- RECORDS SUPPLIED:

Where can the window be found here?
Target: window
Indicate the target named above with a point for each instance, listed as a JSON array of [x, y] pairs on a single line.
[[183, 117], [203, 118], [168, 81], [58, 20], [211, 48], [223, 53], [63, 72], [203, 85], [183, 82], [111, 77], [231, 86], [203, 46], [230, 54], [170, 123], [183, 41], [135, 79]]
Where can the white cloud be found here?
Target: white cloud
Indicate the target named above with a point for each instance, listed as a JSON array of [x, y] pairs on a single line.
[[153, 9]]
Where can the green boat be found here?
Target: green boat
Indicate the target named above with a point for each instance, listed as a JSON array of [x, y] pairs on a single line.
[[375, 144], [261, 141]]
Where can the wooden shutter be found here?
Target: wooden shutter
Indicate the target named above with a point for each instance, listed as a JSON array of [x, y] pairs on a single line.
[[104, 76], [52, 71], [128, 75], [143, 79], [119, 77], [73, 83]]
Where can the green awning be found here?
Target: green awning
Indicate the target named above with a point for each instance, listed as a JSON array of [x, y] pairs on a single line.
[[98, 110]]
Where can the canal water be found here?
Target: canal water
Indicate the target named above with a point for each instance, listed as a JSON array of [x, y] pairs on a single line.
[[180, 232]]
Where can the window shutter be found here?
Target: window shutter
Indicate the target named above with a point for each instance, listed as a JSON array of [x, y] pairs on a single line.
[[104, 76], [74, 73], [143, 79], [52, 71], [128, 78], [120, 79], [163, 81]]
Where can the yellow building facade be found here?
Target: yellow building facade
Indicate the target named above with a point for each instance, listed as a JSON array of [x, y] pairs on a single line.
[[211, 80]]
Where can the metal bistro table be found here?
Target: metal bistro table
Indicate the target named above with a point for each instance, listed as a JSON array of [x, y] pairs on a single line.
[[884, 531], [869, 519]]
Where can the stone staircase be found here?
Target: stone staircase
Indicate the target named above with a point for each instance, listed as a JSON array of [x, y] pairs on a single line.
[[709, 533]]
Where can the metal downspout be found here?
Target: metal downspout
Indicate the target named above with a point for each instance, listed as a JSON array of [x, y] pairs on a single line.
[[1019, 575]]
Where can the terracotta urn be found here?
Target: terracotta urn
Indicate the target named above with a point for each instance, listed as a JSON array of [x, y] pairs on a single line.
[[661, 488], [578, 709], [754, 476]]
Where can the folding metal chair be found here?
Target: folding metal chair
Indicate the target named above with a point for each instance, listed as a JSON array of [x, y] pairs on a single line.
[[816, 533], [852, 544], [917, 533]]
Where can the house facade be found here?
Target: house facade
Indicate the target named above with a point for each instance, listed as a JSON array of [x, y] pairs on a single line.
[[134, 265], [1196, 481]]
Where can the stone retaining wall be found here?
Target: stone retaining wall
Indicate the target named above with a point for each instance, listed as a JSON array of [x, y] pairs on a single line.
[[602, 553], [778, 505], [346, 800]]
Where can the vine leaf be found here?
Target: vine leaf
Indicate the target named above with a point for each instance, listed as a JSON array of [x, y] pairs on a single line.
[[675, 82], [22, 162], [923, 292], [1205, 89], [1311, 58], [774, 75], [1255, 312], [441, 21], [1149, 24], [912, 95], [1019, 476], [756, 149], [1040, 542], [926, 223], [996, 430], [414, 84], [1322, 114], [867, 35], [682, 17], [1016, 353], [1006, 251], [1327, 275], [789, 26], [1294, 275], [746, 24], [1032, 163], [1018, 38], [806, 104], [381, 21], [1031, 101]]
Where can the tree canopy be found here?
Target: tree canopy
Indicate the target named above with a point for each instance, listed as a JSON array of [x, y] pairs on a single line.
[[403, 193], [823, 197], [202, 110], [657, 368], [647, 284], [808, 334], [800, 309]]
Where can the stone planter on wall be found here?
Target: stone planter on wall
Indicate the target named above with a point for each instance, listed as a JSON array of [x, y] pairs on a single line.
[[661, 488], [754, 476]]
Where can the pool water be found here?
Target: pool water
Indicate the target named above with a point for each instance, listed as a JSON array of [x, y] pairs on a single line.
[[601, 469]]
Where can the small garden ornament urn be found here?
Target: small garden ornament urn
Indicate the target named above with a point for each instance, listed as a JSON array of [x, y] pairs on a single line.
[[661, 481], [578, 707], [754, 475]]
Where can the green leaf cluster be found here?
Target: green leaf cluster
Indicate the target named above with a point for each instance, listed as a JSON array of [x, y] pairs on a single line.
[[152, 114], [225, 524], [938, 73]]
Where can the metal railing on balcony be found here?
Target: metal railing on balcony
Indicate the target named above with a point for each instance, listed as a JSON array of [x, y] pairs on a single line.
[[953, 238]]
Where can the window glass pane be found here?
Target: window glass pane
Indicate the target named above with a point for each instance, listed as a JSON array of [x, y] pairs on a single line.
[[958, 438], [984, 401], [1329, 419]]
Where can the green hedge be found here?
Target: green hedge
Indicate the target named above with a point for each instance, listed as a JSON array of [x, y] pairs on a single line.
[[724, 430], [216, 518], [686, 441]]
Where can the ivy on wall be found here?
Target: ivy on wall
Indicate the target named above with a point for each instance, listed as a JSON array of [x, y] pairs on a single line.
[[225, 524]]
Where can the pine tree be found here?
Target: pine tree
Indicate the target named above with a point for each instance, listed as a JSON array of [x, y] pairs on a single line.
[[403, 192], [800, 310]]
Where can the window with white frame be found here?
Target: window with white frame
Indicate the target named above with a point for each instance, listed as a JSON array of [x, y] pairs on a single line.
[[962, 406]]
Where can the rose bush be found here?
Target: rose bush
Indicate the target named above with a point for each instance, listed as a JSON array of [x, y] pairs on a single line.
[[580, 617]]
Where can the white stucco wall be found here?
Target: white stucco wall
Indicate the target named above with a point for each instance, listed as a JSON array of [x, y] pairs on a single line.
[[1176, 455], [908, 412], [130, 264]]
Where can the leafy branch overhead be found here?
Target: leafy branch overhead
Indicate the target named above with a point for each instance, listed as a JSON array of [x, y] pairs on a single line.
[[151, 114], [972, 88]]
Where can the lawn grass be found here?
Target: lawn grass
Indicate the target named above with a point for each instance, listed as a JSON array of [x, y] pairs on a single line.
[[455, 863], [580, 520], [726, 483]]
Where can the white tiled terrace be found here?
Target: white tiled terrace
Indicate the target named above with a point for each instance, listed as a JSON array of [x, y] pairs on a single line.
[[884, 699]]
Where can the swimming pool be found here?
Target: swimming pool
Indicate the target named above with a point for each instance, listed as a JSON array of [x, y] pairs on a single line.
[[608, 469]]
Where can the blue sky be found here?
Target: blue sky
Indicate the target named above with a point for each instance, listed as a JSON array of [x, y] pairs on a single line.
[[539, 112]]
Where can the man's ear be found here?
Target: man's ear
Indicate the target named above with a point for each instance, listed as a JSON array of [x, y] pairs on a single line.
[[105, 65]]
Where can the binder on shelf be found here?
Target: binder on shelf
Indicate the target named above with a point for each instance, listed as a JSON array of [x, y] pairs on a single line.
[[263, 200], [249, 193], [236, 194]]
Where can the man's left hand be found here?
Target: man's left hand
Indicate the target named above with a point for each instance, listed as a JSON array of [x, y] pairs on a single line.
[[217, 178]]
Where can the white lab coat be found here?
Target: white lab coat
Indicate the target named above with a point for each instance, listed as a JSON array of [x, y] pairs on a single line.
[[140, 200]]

- WHAT THE TASK REQUIRES:
Reproduce every line of the data above without any change.

- RESPONSE TO THIS EXERCISE:
Where can the window be found here?
Target: window
Indicate the target named above with a point for each instance, listed as a JSON array of [x, y] pairs on a single line.
[[183, 117], [203, 118], [168, 81], [58, 20], [211, 48], [223, 53], [63, 72], [203, 85], [183, 82], [111, 77], [231, 86], [203, 46], [230, 54], [170, 123], [183, 41], [135, 79]]
Where can the white cloud be found here?
Target: white cloud
Indicate the target named above with a point for each instance, listed as a JSON array of [x, y] pairs on a single line.
[[153, 9]]
Where can the green boat be found here?
Target: green boat
Indicate the target named above with a point for each instance, listed as a JSON array of [x, y] pairs on a single line.
[[375, 144], [261, 141]]
Where can the wooden shutter be found here?
Target: wooden shutter
Indicate the target named above with a point for each instance, listed as a JSON array of [x, y] pairs on a single line.
[[104, 76], [52, 71], [128, 75], [143, 79], [119, 77], [73, 83]]
Where can the green awning be found here?
Target: green awning
Indicate the target named above with a point for each instance, listed as a JSON array of [x, y] pairs on a single line.
[[98, 110]]
Where can the canal water be found here?
Target: canal water
Indicate the target named above with a point for each instance, listed as a JSON array of [x, y] pairs on a single line.
[[180, 232]]
Where can the window shutter be found here?
Target: window shutter
Indicate the target named above with a point for each instance, listed as a JSON array of [x, y] pairs on a single line.
[[104, 76], [74, 73], [143, 79], [52, 71], [128, 78], [120, 79], [163, 81]]
Where can the yellow building facade be found here?
Target: yellow building facade
Indicate the target named above with a point for each instance, listed as a JSON array of [x, y] pairs on a single line.
[[211, 80]]
Where can the metal bistro table be found here?
Target: metal bistro table
Indicate the target named above with a point for each instance, listed as a JSON array of [x, y] pairs on a single line.
[[884, 531], [869, 519]]
Where can the stone staircase be found here?
Target: stone staircase
Indicate the target named above with a point for each instance, listed as a JSON array of [x, y] pairs on a single line.
[[709, 533]]
Where can the metal downspout be found here?
Target: metal downspout
Indicate the target named above with a point for each instance, listed as a JSON array of [x, y] pairs on a single line.
[[1019, 575]]
Where can the terracotta urn be found here?
Target: terracotta urn
Indicate the target named above with a point for each instance, listed as a JSON array of [x, y] pairs on a single line.
[[661, 488], [578, 709], [754, 476]]
Where can the folding metal chair be found here?
Target: folding metal chair
Indicate the target named above with a point for each instance, listed as a JSON array of [x, y] pairs on a single line.
[[816, 533], [852, 544], [917, 533]]
Where can the house facade be found here?
Target: house facade
Indicate the target named above with a point for each instance, listed as a JSON array of [x, y] pairs on a single line.
[[134, 265], [1196, 481]]
Where can the stone retaining wall be found here?
Target: stone retaining wall
Indicate the target named above with a point for each instance, listed as a JSON array of [x, y] pairs on a single line.
[[602, 553], [778, 505], [346, 800]]
Where can the vine leaf be found here?
Target: vine leaf
Indicate the target named above with a point for each instance, listed as a JSON array of [x, y] pairs on a single line.
[[675, 82], [22, 162], [923, 292], [1205, 89], [1311, 58], [774, 75], [1255, 312], [441, 21], [1149, 24], [912, 95], [1019, 476], [756, 149], [1040, 542], [926, 223], [996, 430], [414, 84], [1322, 114], [867, 35], [682, 17], [1016, 353], [1006, 251], [1327, 275], [789, 26], [1294, 275], [746, 24], [1032, 163], [1018, 38], [806, 104], [381, 21], [1031, 101]]
Where can the tree canopy be found here?
Target: tree canopy
Indicate the target named above with a point for each instance, listed as a JSON array of [x, y] pairs on a single line.
[[403, 193], [823, 197], [202, 110], [657, 368], [647, 284], [808, 334], [800, 309]]
Where can the stone planter on wall be found here?
Target: stone planter on wall
Indicate the target named above with a point for each instance, listed as a JSON array of [x, y] pairs on a single line.
[[661, 488], [754, 476]]
Where can the pool water be found here?
Target: pool water
Indicate the target named above with a point for each instance, listed as a JSON array of [x, y] pairs on a single line.
[[601, 469]]
Where can the small garden ornament urn be found here?
Target: small garden ornament urn
Indicate the target named above with a point for each instance, listed as a JSON array of [x, y] pairs on a single line.
[[661, 481], [578, 707], [754, 475]]
Where can the green leaf cluster be found here?
Target: green leaf cluster
Indicate the target named above with a point for each instance, listed as a JSON array of [x, y] pairs on a single line.
[[152, 114], [225, 524], [938, 73]]
Where can the metal railing on balcony be found here?
Target: metal railing on balcony
Indicate the target named above with a point for each instance, listed as a JSON array of [x, y] pairs on a single line.
[[953, 238]]
Where can the window glass pane be found here?
Target: window glass pane
Indicate the target named above with a point for each instance, listed as a JSON array of [x, y] pairs on a single line.
[[958, 438], [984, 401], [1329, 419]]
Where can the green hedge be found here?
Target: green hedge
Indicate the target named above with a point for each instance, listed as a JSON array of [x, y] pairs on a single line.
[[724, 430], [216, 518], [686, 441]]
Where can the ivy on wall be found here?
Target: ivy on wall
Indicate the target named above with a point for each instance, listed as a JSON array of [x, y] pairs on a single line.
[[225, 524]]
Where can the pine tree be found here?
Target: pine tree
Indicate the target named above with a point for each instance, listed as a JSON array of [x, y] pairs on a single line.
[[403, 192], [800, 310]]
Where can the window with white frame be found here?
Target: window with white frame
Indicate the target named above with a point for each instance, listed as a JSON array of [x, y] pairs on a single line.
[[962, 406]]
Where can the rose bush be found here?
Target: rose bush
Indicate the target named above with a point for each instance, listed as a JSON array of [x, y] pairs on a single line.
[[580, 617]]
Where can the white stucco wall be found here?
Target: white stucco wall
Indicate the target named above with a point for each instance, listed as a JSON array of [x, y] pairs on a single line.
[[1176, 455], [908, 412], [130, 264]]
Where can the leafy branch overhead be found here?
Target: leafy branch overhead
Indicate the target named above with a point for each instance, listed as a JSON array of [x, y] pairs on a single line.
[[151, 114], [972, 88]]
Where can the lawn grass be found here?
Target: lawn grass
Indicate the target named above with a point for each instance, listed as a JSON array of [x, y] pairs on a single line.
[[455, 863], [580, 520], [726, 483]]
Where can the white tiled terrace be found here?
Target: white tiled terrace
Indicate the target named above with a point for each instance, listed as a JSON array of [x, y] pairs on a single line.
[[884, 699]]
Where can the swimming pool be found here?
Target: swimming pool
Indicate the target named above with a point for each instance, listed as a JSON array of [x, y] pairs on a single line.
[[608, 469]]
Where can the blue sky be found here?
Target: blue sky
Indicate the target named above with a point for each instance, listed as a JSON array of [x, y] pairs on a single line.
[[539, 112]]
Where can the man's ear be found here?
Target: man's ear
Indicate the target named above with a point for each instance, listed as a JSON array of [x, y] pairs on a single line.
[[105, 65]]
Where can the binder on shelf be found here?
Target: binder on shelf
Indicate the target named above with a point for each instance, listed as a JSON array of [x, y] pairs on a single line.
[[263, 200], [249, 193], [236, 194]]
Where can the man's left hand be found here?
Target: man's left hand
Indicate the target named above with a point for each instance, listed as a JSON array of [x, y] pairs on a single line.
[[217, 178]]
Where can the white lab coat be found here?
Target: white lab coat
Indicate the target named above with a point for each instance, listed as a JSON array of [x, y] pairs on a single line.
[[140, 200]]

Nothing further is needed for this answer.